(Collected data entries)
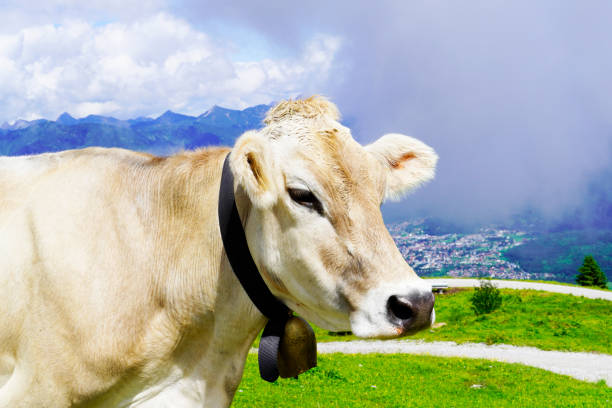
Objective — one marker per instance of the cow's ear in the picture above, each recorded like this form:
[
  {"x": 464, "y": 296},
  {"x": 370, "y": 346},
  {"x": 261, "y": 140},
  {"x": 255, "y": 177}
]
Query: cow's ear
[
  {"x": 251, "y": 165},
  {"x": 408, "y": 162}
]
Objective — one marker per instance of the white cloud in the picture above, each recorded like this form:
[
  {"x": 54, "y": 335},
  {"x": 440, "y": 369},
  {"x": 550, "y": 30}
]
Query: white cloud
[{"x": 141, "y": 68}]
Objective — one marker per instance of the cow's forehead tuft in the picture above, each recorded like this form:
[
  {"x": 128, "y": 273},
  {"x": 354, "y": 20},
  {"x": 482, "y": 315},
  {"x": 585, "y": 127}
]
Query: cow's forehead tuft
[{"x": 310, "y": 108}]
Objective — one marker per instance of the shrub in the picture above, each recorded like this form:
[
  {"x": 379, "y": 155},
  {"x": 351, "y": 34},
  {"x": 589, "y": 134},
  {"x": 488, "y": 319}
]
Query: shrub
[
  {"x": 591, "y": 274},
  {"x": 486, "y": 298}
]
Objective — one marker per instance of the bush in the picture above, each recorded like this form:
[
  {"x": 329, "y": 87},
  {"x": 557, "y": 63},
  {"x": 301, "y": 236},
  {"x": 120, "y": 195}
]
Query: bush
[
  {"x": 486, "y": 298},
  {"x": 591, "y": 274}
]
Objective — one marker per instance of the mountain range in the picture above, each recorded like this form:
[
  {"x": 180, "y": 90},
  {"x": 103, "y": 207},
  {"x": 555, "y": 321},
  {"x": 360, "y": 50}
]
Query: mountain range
[{"x": 168, "y": 133}]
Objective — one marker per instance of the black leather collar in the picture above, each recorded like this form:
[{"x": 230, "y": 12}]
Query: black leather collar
[{"x": 239, "y": 256}]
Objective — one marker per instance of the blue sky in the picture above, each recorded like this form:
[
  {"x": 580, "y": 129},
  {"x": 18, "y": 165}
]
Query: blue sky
[{"x": 514, "y": 95}]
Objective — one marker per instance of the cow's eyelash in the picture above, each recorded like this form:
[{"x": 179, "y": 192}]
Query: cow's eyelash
[{"x": 305, "y": 198}]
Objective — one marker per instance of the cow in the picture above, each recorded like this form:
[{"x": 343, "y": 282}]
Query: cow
[{"x": 115, "y": 289}]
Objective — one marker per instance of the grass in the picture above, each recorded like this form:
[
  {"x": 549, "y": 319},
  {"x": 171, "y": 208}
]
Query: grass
[
  {"x": 418, "y": 381},
  {"x": 549, "y": 321},
  {"x": 522, "y": 280}
]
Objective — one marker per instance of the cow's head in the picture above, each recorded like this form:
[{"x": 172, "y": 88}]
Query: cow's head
[{"x": 314, "y": 226}]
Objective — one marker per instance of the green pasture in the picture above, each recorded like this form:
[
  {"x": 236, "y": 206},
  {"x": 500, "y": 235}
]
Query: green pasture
[
  {"x": 549, "y": 321},
  {"x": 418, "y": 381}
]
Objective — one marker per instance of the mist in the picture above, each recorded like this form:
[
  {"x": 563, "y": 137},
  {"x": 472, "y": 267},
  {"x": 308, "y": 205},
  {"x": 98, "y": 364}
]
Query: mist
[{"x": 515, "y": 96}]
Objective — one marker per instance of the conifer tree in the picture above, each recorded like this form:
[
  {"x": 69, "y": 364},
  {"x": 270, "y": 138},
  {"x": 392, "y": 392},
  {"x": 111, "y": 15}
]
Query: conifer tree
[{"x": 590, "y": 274}]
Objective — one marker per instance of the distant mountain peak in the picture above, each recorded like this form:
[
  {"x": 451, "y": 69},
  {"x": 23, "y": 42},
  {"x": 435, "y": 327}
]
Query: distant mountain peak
[{"x": 66, "y": 119}]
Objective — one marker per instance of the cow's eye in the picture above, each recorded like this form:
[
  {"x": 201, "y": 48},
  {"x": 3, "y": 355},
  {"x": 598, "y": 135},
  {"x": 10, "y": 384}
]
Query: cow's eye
[{"x": 306, "y": 199}]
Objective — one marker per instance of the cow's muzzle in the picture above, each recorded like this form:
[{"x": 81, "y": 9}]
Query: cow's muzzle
[{"x": 411, "y": 312}]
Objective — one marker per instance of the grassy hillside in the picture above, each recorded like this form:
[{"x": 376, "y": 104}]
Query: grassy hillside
[
  {"x": 418, "y": 381},
  {"x": 549, "y": 321}
]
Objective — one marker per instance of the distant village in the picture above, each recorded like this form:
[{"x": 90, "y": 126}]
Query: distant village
[{"x": 461, "y": 255}]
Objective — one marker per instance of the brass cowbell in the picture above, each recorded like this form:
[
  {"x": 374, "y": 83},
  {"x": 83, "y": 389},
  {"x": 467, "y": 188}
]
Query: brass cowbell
[{"x": 297, "y": 352}]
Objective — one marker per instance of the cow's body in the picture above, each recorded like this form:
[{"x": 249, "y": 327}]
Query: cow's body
[
  {"x": 111, "y": 268},
  {"x": 115, "y": 289}
]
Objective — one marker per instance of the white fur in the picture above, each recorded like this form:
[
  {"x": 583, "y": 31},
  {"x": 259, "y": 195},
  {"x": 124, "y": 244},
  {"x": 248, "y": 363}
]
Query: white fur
[{"x": 410, "y": 173}]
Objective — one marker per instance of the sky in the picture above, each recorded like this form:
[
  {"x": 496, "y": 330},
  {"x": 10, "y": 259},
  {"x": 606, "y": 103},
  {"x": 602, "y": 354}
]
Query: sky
[{"x": 515, "y": 96}]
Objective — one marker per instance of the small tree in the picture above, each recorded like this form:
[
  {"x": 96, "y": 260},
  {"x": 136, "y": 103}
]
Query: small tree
[
  {"x": 486, "y": 298},
  {"x": 590, "y": 274}
]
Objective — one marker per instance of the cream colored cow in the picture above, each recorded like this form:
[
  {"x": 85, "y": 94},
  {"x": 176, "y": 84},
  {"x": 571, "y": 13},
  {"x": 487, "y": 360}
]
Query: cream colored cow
[{"x": 114, "y": 286}]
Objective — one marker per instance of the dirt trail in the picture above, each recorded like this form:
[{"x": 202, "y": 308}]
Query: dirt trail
[{"x": 591, "y": 367}]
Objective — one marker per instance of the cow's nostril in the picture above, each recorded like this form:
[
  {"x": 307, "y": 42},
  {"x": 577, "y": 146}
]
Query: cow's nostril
[{"x": 400, "y": 307}]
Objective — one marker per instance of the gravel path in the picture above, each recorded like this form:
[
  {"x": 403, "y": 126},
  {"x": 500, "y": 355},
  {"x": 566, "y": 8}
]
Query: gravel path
[
  {"x": 583, "y": 366},
  {"x": 591, "y": 367},
  {"x": 548, "y": 287}
]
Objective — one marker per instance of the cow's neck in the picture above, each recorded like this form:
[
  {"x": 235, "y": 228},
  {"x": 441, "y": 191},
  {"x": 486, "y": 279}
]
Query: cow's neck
[{"x": 216, "y": 320}]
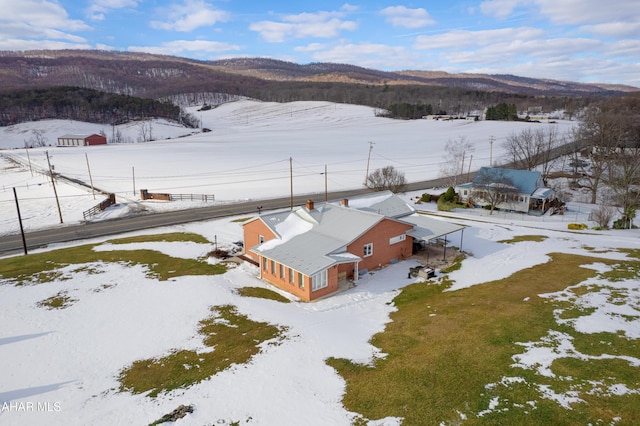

WHAT THIS TASK INVOLVES >> Send back every record exactly as it stands, except the pictures.

RESPONSE TO THE TASK >>
Objective — one marker per instance of the cow's ear in the picture above, each recorded like this form:
[
  {"x": 464, "y": 296},
  {"x": 370, "y": 346},
  {"x": 261, "y": 140},
  {"x": 255, "y": 177}
]
Query: cow's ear
[
  {"x": 251, "y": 165},
  {"x": 408, "y": 162}
]
Objective — one marker per instance of the white cloud in the picture above, each recorded like this form:
[
  {"x": 54, "y": 335},
  {"x": 440, "y": 369},
  {"x": 550, "y": 30}
]
Query: white cloud
[{"x": 141, "y": 68}]
Objective — one marker per instance of the cow's forehead tuft in the picture above, each recorded like this form:
[
  {"x": 128, "y": 273},
  {"x": 354, "y": 20},
  {"x": 482, "y": 315},
  {"x": 585, "y": 127}
]
Query: cow's forehead tuft
[{"x": 310, "y": 108}]
Objective — one marker per instance of the shrub in the picture above, each recorded like this form:
[
  {"x": 379, "y": 155},
  {"x": 351, "y": 34},
  {"x": 589, "y": 134},
  {"x": 488, "y": 319}
]
Query: shrub
[
  {"x": 591, "y": 274},
  {"x": 486, "y": 298}
]
Objective — one marker per instance of the bush in the picture above, each recorded like this form:
[
  {"x": 329, "y": 87},
  {"x": 557, "y": 63},
  {"x": 301, "y": 236},
  {"x": 120, "y": 195}
]
Query: bush
[
  {"x": 486, "y": 298},
  {"x": 591, "y": 274}
]
Objective — one marker per instance of the mountain range in the picture above, each recorded like this form:
[
  {"x": 180, "y": 90},
  {"x": 103, "y": 207},
  {"x": 555, "y": 321},
  {"x": 360, "y": 50}
]
Query: mountain range
[{"x": 168, "y": 133}]
Objective — one marker per instance of the black leather collar in the picture above, each recorded like this form:
[{"x": 230, "y": 12}]
Query: black leather collar
[{"x": 239, "y": 256}]
Objective — one marker per instance of the blue sky in the picture above, each recorded like this form:
[
  {"x": 580, "y": 129},
  {"x": 18, "y": 165}
]
Query: blue sky
[{"x": 514, "y": 95}]
Objective — one marker per instance of the cow's eyelash in the picture above, each recorded like this form:
[{"x": 179, "y": 192}]
Query: cow's eyelash
[{"x": 305, "y": 198}]
Objective — one marker per instance of the cow in the picture above, each recorded like this form:
[{"x": 343, "y": 282}]
Query: cow
[{"x": 115, "y": 289}]
Objective — one marker per instance of the grass in the picture above, each recorded like this form:
[
  {"x": 549, "y": 319},
  {"x": 171, "y": 208}
]
Query: grass
[
  {"x": 418, "y": 381},
  {"x": 549, "y": 321},
  {"x": 522, "y": 280}
]
Objective — one marker per instance of the cow's head in the picture above, each recorded like this form:
[{"x": 172, "y": 88}]
Query: cow's head
[{"x": 314, "y": 226}]
Objective — one marker per instance of the green pasture in the picture above, each recorded like this form:
[
  {"x": 236, "y": 206},
  {"x": 500, "y": 235}
]
Query: green pasture
[
  {"x": 549, "y": 321},
  {"x": 418, "y": 381}
]
Objective — one marker per instance of the mist in the picture above, each recorded like this form:
[
  {"x": 563, "y": 137},
  {"x": 472, "y": 267},
  {"x": 308, "y": 205},
  {"x": 98, "y": 364}
]
Query: mist
[{"x": 515, "y": 96}]
Objective — one marker per instance of the conifer tree in the picture above, each recorded like this form:
[
  {"x": 69, "y": 364},
  {"x": 270, "y": 138},
  {"x": 392, "y": 392},
  {"x": 111, "y": 15}
]
Query: conifer tree
[{"x": 590, "y": 274}]
Objective — one marker per instance of the distant mountain peak in the picture above, each recorded like this form:
[
  {"x": 451, "y": 69},
  {"x": 23, "y": 42},
  {"x": 435, "y": 327}
]
Query: distant mountain peak
[{"x": 66, "y": 119}]
Objective — one marker per instance of the cow's eye in the picture above, each recorded like this form:
[
  {"x": 201, "y": 48},
  {"x": 3, "y": 355},
  {"x": 598, "y": 135},
  {"x": 10, "y": 384}
]
Query: cow's eye
[{"x": 306, "y": 199}]
Objective — one marker per instance of the cow's muzzle in the picture above, each recorded like this form:
[{"x": 81, "y": 9}]
Query: cow's muzzle
[{"x": 411, "y": 312}]
Objective — one marker per instance of the grassy hillside in the picture above, each recorded like this form:
[{"x": 376, "y": 104}]
Query: grassy hillside
[
  {"x": 418, "y": 381},
  {"x": 549, "y": 321}
]
Objective — one marker per instance of the distant village in the picture above, each recorded like this form:
[{"x": 90, "y": 126}]
Query: distant village
[{"x": 461, "y": 255}]
Objective — one marker per instance of the brass cowbell in the picture above, each recorded like this form:
[
  {"x": 374, "y": 83},
  {"x": 83, "y": 389},
  {"x": 467, "y": 188}
]
Query: brass cowbell
[{"x": 297, "y": 352}]
Objective — one marker per instance of the cow's body in the picture above, each recorded like this form:
[{"x": 249, "y": 327}]
Query: cow's body
[
  {"x": 111, "y": 268},
  {"x": 115, "y": 289}
]
Objective — one marker per instance of the white fur in the picture above, each recorded like this form:
[
  {"x": 583, "y": 31},
  {"x": 259, "y": 195},
  {"x": 124, "y": 244},
  {"x": 248, "y": 363}
]
Query: white fur
[{"x": 410, "y": 173}]
Objective — one marker per instance of the sky in the picture above, each recorded like this form:
[
  {"x": 496, "y": 330},
  {"x": 10, "y": 259},
  {"x": 606, "y": 103},
  {"x": 602, "y": 354}
]
Query: sky
[{"x": 515, "y": 96}]
Objective — one marker per instance of the small tree in the picture above, each recorded like this form:
[
  {"x": 96, "y": 260},
  {"x": 136, "y": 103}
]
Query: small tree
[
  {"x": 486, "y": 298},
  {"x": 590, "y": 274}
]
Objective — one marker per instance of the cream colored cow in the picture above, each recorded like this form:
[
  {"x": 85, "y": 94},
  {"x": 176, "y": 84},
  {"x": 571, "y": 13},
  {"x": 487, "y": 360}
]
Query: cream colored cow
[{"x": 114, "y": 286}]
Objective — one marker per instance of the dirt trail in the picture above, each recorded like this form:
[{"x": 202, "y": 308}]
Query: dirt trail
[{"x": 591, "y": 367}]
Objective — one marker per instance of the cow's nostril in the picture above, each recorded like this form:
[
  {"x": 307, "y": 42},
  {"x": 577, "y": 146}
]
Query: cow's nostril
[{"x": 400, "y": 307}]
Objective — one marker per instance of the gravel path in the picture above, each recorded like this form:
[
  {"x": 403, "y": 126},
  {"x": 500, "y": 355},
  {"x": 566, "y": 8}
]
Query: gravel path
[
  {"x": 583, "y": 366},
  {"x": 591, "y": 367},
  {"x": 548, "y": 287}
]
Objective — one marker per instance of the cow's neck in the picture above, each recorded like this form:
[
  {"x": 235, "y": 228},
  {"x": 441, "y": 191},
  {"x": 486, "y": 279}
]
Query: cow's neck
[{"x": 216, "y": 320}]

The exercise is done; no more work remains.